[Start Source document]

Counting unique values across the columns of a matrix

2 vues (au cours des 30 derniers jours)
Matt Talebi
Matt Talebi le 24 Juil 2015
Modifié(e) : Andrei Bobrov le 24 Juil 2015
How can I store indices of columns in a matrix containing more than 3 unique values? for example if: X =
8 2 1 11 0
8 10 11 3 4
9 14 6 1 4
4 3 15 11 0
I want Y=[2 3]

Réponse acceptée

Cedric
Cedric le 24 Juil 2015
Modifié(e) : Cedric le 24 Juil 2015
UPDATED as developed in the comment below
y = find( arrayfun( @(c) numel( unique( A(:, c) )), 1:size( A, 2 )) > 3 ) ;
FORMER
Assuming that the matrix is stored in variable A, here is an ugly one-liner:
>> find( arrayfun( @(c) nnz( accumarray( 1+A(:,c), 1 )) > 3, 1:size( A, 2) ))
ans =
2 3
But your condition "more than 3 unique values" with 4 rows, means "all unique per column". Is it a small study case and then you will need fewer unique elements per column, or will this always be "all unique"?

[End Source document]
[Start Information supplied]

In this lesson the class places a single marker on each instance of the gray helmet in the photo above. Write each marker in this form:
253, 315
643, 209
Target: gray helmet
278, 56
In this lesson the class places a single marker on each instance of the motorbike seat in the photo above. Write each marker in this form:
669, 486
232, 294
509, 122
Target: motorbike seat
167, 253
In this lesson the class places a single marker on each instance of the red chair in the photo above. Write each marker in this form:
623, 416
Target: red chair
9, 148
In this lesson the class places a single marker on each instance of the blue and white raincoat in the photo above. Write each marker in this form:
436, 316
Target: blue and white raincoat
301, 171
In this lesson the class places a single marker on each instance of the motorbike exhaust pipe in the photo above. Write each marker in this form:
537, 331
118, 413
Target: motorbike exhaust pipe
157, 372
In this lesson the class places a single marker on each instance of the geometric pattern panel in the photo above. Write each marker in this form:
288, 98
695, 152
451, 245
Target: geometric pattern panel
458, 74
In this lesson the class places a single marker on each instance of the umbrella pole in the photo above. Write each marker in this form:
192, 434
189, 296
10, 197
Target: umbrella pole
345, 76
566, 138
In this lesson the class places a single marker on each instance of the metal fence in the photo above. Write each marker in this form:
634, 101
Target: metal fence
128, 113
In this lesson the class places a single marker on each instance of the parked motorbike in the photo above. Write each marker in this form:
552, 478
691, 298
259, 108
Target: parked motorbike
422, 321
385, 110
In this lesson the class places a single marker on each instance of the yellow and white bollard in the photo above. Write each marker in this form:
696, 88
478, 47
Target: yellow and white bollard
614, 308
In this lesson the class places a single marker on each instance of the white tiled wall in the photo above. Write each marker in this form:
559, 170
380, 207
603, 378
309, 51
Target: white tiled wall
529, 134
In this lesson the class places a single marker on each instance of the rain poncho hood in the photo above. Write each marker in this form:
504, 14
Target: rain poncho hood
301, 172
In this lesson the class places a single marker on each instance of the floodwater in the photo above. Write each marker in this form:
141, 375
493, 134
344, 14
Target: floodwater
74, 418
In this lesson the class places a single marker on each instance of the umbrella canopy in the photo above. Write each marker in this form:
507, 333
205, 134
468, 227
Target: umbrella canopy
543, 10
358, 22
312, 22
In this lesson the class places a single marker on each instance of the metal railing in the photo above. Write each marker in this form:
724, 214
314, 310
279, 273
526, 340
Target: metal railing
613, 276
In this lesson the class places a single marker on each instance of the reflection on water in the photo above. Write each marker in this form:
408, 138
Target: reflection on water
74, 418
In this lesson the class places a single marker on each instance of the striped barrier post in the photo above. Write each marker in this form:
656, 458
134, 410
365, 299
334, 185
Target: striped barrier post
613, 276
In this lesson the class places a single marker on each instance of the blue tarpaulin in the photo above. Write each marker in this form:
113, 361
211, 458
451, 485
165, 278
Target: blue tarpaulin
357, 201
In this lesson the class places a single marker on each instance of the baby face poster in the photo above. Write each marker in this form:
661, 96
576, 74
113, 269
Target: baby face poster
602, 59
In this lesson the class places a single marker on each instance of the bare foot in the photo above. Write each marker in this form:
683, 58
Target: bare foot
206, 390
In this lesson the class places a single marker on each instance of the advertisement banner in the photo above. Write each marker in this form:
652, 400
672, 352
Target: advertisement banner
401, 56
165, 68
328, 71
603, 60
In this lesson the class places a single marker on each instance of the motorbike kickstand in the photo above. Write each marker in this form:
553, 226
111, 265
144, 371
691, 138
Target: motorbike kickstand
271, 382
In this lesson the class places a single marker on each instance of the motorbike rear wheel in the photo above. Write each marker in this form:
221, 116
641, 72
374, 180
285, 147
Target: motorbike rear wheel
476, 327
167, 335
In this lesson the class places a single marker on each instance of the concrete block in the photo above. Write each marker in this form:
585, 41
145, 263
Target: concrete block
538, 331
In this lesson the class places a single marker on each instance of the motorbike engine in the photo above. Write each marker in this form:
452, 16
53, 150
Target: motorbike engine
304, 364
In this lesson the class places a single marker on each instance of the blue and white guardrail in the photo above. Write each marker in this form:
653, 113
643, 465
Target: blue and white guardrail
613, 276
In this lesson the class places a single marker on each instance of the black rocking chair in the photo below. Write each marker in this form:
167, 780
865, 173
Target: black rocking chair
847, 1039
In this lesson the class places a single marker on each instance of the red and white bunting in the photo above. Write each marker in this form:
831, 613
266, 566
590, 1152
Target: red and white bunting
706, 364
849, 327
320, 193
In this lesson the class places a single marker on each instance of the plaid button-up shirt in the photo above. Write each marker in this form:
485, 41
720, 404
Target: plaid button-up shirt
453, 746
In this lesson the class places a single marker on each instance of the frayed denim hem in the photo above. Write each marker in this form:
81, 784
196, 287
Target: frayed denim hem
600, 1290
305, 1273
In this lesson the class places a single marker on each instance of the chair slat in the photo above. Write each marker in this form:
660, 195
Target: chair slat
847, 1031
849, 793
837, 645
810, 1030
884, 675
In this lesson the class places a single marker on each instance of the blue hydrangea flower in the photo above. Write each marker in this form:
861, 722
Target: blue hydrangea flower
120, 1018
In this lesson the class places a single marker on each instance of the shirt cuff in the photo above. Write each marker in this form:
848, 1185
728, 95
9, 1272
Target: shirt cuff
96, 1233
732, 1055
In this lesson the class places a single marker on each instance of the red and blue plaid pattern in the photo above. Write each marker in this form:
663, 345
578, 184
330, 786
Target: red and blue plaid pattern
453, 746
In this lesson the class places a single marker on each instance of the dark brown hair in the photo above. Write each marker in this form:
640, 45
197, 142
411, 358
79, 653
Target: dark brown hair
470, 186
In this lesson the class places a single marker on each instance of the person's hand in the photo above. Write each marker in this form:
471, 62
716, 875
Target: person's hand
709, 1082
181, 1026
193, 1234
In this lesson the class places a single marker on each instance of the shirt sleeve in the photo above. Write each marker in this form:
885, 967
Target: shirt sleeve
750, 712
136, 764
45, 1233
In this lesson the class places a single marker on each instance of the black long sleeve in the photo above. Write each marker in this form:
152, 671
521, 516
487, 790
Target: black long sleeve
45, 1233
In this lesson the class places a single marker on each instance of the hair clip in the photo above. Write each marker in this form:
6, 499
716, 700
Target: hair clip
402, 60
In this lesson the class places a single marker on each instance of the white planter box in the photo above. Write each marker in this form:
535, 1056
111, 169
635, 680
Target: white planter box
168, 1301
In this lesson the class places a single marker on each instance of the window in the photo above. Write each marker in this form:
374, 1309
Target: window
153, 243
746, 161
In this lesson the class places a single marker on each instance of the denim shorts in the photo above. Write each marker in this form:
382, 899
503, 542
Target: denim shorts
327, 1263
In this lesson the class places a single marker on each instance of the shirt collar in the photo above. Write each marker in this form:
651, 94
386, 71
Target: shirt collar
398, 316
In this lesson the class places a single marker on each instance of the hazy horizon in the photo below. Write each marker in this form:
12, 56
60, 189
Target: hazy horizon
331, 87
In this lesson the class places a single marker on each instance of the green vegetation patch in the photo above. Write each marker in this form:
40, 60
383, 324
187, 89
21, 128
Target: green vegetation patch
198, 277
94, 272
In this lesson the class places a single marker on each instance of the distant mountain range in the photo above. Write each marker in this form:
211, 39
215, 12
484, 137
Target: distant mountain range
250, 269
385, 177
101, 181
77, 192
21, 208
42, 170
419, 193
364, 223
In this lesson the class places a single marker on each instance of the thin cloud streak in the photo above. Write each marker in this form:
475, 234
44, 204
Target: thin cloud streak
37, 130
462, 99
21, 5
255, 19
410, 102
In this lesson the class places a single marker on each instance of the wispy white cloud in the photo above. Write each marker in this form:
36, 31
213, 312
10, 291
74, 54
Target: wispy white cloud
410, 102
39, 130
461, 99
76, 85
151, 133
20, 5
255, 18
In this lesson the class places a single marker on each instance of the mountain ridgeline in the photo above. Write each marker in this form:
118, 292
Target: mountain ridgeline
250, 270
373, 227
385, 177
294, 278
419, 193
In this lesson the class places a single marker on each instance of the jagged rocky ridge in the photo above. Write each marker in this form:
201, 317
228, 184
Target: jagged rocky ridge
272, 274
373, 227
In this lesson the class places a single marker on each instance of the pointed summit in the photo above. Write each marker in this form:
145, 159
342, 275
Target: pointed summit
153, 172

[End Information supplied]

### Task instructions
1 - In the thread on counting unique values across matrix columns, which variable does the accepted answer assume holds the matrix?
2 - Write the next part of the thread on counting unique values across matrix columns, starting after its final sentence.

### Solved problems
1 - The variable A.

2 -
Here is another ugly solution:
>> find(sum(accumarray([1+A(:), reshape(bsxfun(@times, 1:size(A,2), ones(size(A))), [], 1)], 1)>0, 1)>3)
ans =
2 3
  3 commentaires
Cedric
Cedric le 24 Juil 2015
Modifié(e) : Cedric le 24 Juil 2015
Hi Matt, I cannot see your attachment, but here is a better option which doesn't assume that elements of your array are integers starting at 0:
y = find( arrayfun( @(c) numel( unique( A(:,c) )), 1:size( A, 2 )) > 3 ) ;
PS: I suspect that the solution based on ACCUMARRAY is faster than the one based on UNIQUE, so if time is an issue, it may be worth adapting the former solution, working on a suitable offset for replacing the 1 in 1+A...
Matt Talebi
Matt Talebi le 24 Juil 2015
This one works just fine! Thank you so much for your time.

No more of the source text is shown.